▶ SET EXERCISE: Please count the rows below that contain the string "marble", and reply with that number only.

▶ GIVEN DATA:

|---|

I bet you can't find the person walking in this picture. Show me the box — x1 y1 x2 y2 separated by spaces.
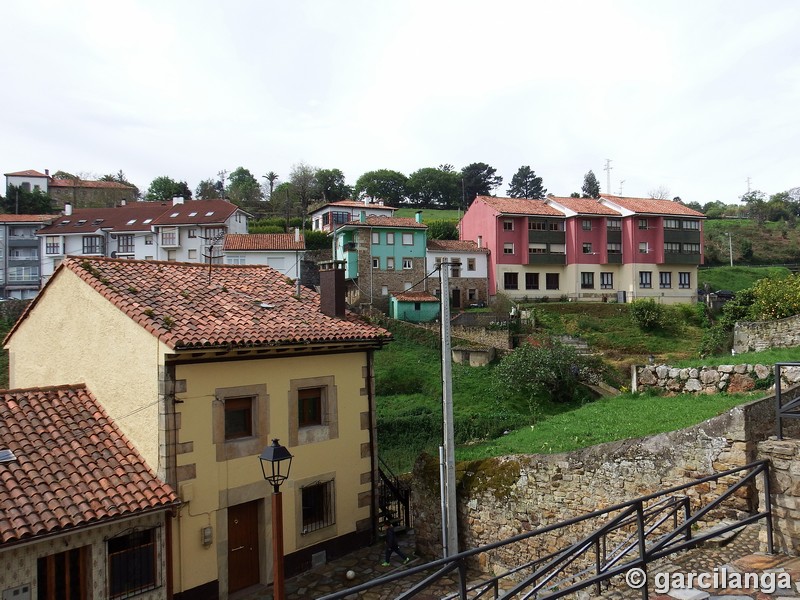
381 520 411 567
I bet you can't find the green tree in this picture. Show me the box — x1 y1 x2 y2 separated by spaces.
408 165 461 209
741 190 767 225
506 166 547 199
426 219 458 240
316 169 353 202
194 179 223 200
749 274 800 321
144 175 192 202
226 167 263 208
493 343 600 404
353 169 408 206
581 171 600 198
630 298 667 331
461 163 503 208
289 163 319 229
262 171 278 200
0 185 55 215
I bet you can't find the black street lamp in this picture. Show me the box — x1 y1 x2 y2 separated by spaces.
258 438 292 600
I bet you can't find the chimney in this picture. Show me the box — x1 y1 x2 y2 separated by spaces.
318 260 345 317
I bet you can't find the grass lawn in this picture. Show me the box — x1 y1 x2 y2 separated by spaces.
456 391 763 460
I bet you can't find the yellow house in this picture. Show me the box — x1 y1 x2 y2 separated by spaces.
6 257 389 599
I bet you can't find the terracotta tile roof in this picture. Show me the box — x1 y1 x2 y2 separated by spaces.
0 385 179 545
392 292 439 302
224 233 306 252
547 196 621 217
4 169 47 177
345 215 428 229
600 194 705 219
428 240 489 254
0 214 58 223
36 202 172 235
153 198 244 226
6 256 391 349
313 200 400 212
47 178 134 190
474 196 564 217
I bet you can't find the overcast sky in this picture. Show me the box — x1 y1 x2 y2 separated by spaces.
0 0 800 204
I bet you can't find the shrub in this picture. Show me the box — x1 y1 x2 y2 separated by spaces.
629 299 666 331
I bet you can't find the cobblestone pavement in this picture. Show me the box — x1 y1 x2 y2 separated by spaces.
241 525 800 600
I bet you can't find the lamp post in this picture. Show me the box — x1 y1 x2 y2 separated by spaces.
258 438 292 600
725 231 733 266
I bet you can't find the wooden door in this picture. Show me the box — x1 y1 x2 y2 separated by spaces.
450 288 461 308
37 546 89 600
228 502 259 593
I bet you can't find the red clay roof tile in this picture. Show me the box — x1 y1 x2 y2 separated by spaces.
600 194 705 219
428 240 489 254
474 196 564 217
547 196 621 217
0 385 180 545
16 257 391 349
224 233 306 252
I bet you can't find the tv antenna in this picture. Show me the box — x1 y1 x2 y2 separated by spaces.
202 227 225 283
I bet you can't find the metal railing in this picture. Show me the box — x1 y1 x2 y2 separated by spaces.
319 460 773 600
378 457 414 529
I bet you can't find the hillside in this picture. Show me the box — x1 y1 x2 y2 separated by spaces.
395 208 800 266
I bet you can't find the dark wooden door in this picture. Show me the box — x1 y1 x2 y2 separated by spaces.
228 502 259 592
450 288 461 308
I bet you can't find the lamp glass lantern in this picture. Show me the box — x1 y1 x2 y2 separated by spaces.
258 438 292 494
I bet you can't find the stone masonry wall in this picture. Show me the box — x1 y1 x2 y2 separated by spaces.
631 364 800 394
733 315 800 354
758 437 800 556
412 397 774 573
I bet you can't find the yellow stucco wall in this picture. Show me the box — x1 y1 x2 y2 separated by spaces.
175 352 371 594
7 269 167 473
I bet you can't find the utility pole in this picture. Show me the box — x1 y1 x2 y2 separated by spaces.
217 169 228 200
439 262 458 558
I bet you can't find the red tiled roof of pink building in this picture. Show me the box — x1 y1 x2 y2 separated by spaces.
428 240 489 254
600 194 705 219
393 292 439 302
3 169 47 177
47 179 134 190
0 385 179 544
224 233 306 252
17 257 391 349
547 196 621 217
474 196 564 217
0 214 58 223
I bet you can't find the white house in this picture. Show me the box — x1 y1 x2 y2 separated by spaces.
36 198 248 281
222 229 306 279
425 240 489 308
310 198 398 232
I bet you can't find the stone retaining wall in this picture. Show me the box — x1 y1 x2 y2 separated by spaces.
758 438 800 556
412 397 788 573
631 364 800 394
733 315 800 354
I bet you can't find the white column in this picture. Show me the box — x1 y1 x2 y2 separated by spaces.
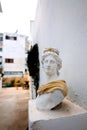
29 76 36 99
0 76 2 89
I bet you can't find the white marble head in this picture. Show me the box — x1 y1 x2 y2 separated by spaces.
41 48 62 76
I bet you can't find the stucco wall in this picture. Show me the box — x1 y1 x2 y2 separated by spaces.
31 0 87 109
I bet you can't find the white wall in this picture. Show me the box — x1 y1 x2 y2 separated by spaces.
32 0 87 108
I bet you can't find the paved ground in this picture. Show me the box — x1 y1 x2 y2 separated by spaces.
0 87 29 130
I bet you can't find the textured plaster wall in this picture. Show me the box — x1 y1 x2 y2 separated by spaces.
31 0 87 109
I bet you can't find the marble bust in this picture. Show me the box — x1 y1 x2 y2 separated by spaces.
36 48 68 110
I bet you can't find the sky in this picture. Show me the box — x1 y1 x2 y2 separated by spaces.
0 0 38 36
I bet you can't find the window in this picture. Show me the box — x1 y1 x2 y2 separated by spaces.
0 37 3 41
5 58 14 63
5 35 17 40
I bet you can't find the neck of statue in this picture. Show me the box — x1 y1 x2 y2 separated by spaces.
46 74 58 82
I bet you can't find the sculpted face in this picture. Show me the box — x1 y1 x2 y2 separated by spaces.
43 55 57 76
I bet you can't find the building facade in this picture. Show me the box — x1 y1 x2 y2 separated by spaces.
0 33 28 77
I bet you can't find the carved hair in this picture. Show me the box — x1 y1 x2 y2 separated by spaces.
41 48 62 74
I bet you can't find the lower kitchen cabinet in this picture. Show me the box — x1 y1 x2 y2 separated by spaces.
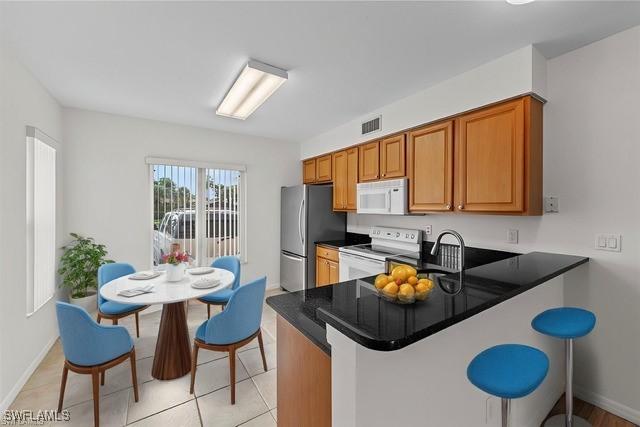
316 245 340 287
277 316 331 427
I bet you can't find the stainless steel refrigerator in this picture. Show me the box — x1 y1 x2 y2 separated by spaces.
280 185 347 292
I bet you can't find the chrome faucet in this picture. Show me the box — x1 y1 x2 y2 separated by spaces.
431 230 465 295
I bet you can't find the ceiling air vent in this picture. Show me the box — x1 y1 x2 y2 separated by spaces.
362 116 382 135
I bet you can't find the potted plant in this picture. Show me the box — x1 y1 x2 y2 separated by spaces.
162 251 189 282
58 233 113 310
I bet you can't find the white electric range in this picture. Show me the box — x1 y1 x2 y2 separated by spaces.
339 227 422 282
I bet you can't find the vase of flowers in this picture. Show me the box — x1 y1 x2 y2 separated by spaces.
162 252 189 282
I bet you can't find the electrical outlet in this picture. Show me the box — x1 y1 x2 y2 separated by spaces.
595 233 622 252
544 196 560 213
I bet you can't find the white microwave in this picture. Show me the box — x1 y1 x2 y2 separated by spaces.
357 178 407 215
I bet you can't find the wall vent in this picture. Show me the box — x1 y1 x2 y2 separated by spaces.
362 116 382 135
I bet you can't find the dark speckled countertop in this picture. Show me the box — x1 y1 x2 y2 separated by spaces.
267 252 589 354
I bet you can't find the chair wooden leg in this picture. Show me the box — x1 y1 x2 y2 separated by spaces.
58 364 69 412
189 342 199 394
91 367 100 427
136 311 140 338
129 347 138 402
229 346 236 405
258 329 267 372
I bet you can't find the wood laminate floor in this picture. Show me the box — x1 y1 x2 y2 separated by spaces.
547 395 637 427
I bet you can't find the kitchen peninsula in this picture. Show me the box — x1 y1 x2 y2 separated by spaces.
267 250 588 427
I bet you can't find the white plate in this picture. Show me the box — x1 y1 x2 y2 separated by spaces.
129 271 162 280
191 280 220 289
187 267 216 276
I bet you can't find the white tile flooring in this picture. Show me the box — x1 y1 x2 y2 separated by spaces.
11 292 277 427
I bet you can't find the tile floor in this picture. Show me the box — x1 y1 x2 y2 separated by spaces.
11 291 279 427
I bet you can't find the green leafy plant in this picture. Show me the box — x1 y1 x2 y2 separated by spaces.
58 233 113 298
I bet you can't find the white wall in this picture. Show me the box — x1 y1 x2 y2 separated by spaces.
324 27 640 423
301 46 546 159
0 43 64 410
63 109 301 290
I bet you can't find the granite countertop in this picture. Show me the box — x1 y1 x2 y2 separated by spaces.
267 252 589 354
314 232 371 249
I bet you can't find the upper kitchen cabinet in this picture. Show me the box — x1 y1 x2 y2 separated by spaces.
333 147 358 211
407 120 453 212
380 134 406 179
316 154 333 182
454 96 542 215
302 159 316 184
358 141 380 182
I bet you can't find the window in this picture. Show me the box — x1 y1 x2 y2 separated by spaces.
26 126 58 315
147 158 246 266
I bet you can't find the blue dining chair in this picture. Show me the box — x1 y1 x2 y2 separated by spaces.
191 277 267 405
56 302 138 427
198 256 240 319
98 262 149 338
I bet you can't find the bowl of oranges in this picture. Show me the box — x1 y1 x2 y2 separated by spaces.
374 264 434 304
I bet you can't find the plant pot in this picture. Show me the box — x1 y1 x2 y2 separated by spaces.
167 263 187 282
69 290 98 312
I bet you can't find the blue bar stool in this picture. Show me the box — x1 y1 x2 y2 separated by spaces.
531 307 596 427
467 344 549 427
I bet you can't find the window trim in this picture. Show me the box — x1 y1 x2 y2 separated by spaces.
145 156 249 268
25 126 60 317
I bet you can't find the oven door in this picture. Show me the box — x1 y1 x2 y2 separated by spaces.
357 188 391 214
339 252 386 282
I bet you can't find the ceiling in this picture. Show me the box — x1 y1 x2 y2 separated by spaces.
0 0 640 141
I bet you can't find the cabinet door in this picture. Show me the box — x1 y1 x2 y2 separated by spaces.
316 257 329 287
408 121 453 211
328 261 340 285
302 159 316 184
345 147 358 211
316 154 332 182
333 151 349 211
358 141 380 182
455 98 525 212
380 134 406 179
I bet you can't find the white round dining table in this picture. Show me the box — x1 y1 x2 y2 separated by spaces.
100 268 235 380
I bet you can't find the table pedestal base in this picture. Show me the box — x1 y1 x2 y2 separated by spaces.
151 302 191 380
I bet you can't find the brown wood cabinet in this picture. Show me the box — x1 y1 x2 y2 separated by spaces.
316 245 340 287
302 159 316 184
358 141 380 182
276 315 331 427
407 120 453 211
333 147 358 211
454 96 542 215
316 154 333 182
380 134 406 179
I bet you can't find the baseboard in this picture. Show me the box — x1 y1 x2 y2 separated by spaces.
0 334 58 413
573 385 640 424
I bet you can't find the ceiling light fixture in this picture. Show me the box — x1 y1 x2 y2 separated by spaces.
216 60 289 120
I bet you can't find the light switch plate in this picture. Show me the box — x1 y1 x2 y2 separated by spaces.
544 196 560 213
595 233 622 252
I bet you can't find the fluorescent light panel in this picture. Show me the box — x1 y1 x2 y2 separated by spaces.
216 60 289 120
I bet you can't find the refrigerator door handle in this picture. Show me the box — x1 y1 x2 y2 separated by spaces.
298 199 304 246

|---|

▶ FINAL ANSWER: 2